Write the next part of the opinion piece on the Christian Right and Christmas, picking up after its final sentence.

# start of Document segment

Also kind of the point about church and state, Republic and empire, freedom and theocracy, ...what's in a name, what's in a symbol, ...what exactly do the Christians fear to *lose?* Etc.
It's another one of those holidays where the Christians are *terrified* that things aren't made to be about Evangelical or Catholic conservative Christianity even when they were *decrying* the very same things as 'Pagan' a decade ago. Now they're scared of 'oppression' if anyone else is recognized or not-explicitly excluded from a single tree in Rhode Island. And they stoke it up into some 'war' they invent, promote, and claim to be 'defending' against. If someone doesnt' stop saying 'Happy Holidays.'
For what.
Fact is, those 'Values Voters' scream about all this, then elect people who demand people be more consumerist for the corporations, then blame 'paganism' for their own behavior at 'doorbuster sales.' At stores where they think it's Communism to pay their workers enough to sell things made ever-more cheaply in China.
Which they need to 'Keep the Christ in' or else.
What's become of Christmas?
I think the Christian Right and evangelicals and conservative Catholics and Mormons ought to be asking what's become of their Christianity, that they think living in a pluralistic nation is the problem.

# end of Document segment
# start of Rows

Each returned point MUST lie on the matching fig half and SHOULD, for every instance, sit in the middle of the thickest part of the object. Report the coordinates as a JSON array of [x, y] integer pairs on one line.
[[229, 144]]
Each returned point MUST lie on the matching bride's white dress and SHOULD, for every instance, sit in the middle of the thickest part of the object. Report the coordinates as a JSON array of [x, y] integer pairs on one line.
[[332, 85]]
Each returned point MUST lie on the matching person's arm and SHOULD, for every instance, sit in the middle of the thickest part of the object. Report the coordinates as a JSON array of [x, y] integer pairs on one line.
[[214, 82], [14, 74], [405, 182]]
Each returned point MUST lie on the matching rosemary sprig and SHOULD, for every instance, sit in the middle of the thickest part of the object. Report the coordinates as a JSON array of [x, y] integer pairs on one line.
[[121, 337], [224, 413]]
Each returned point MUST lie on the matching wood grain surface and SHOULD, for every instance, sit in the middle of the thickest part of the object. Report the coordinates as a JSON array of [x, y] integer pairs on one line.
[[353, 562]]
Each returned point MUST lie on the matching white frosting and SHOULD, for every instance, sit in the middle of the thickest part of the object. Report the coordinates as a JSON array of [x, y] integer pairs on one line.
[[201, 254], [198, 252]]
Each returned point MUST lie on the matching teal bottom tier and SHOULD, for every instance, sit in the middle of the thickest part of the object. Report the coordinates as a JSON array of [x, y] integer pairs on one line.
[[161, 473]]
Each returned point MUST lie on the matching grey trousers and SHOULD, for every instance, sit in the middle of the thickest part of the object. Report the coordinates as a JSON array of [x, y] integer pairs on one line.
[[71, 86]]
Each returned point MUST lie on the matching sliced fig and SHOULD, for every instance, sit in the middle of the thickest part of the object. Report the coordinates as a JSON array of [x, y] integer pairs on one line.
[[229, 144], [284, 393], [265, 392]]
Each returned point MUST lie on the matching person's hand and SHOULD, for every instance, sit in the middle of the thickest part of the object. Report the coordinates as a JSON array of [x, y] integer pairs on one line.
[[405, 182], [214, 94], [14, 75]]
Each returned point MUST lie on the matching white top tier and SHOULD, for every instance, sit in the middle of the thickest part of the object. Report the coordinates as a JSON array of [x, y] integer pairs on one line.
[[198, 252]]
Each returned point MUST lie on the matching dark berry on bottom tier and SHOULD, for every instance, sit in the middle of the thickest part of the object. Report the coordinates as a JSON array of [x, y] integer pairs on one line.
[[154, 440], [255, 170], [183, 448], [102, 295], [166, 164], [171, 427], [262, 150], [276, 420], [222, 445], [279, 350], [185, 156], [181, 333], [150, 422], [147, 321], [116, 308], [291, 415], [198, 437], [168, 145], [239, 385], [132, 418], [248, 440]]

# end of Rows

Response »
And we get back to their 'persecution narrative' that's become so bitter they're screaming 'reverse persecution' if they can't impose their will on *everyone and every single winter holiday decoration.*
And they tell these stories of how 'they' were 'persecuted by benighted theocratic Pagans.' Wonder about the 'Meaning of Christmas' or 'Spirit of the Holidays.' Or 'Reason For The Season.' Or 'It's Taking Christ Out Of Government' for people to *not* say 'Christ* every single time. Act 'persecuted' and dumbfounded by their own 'free market' behavior, ...and blame Pagans, quite often.
The true irony of it is how much we Pagans actually *live* the kind of religious life that the 'Early Christians' claim to have been so proud of.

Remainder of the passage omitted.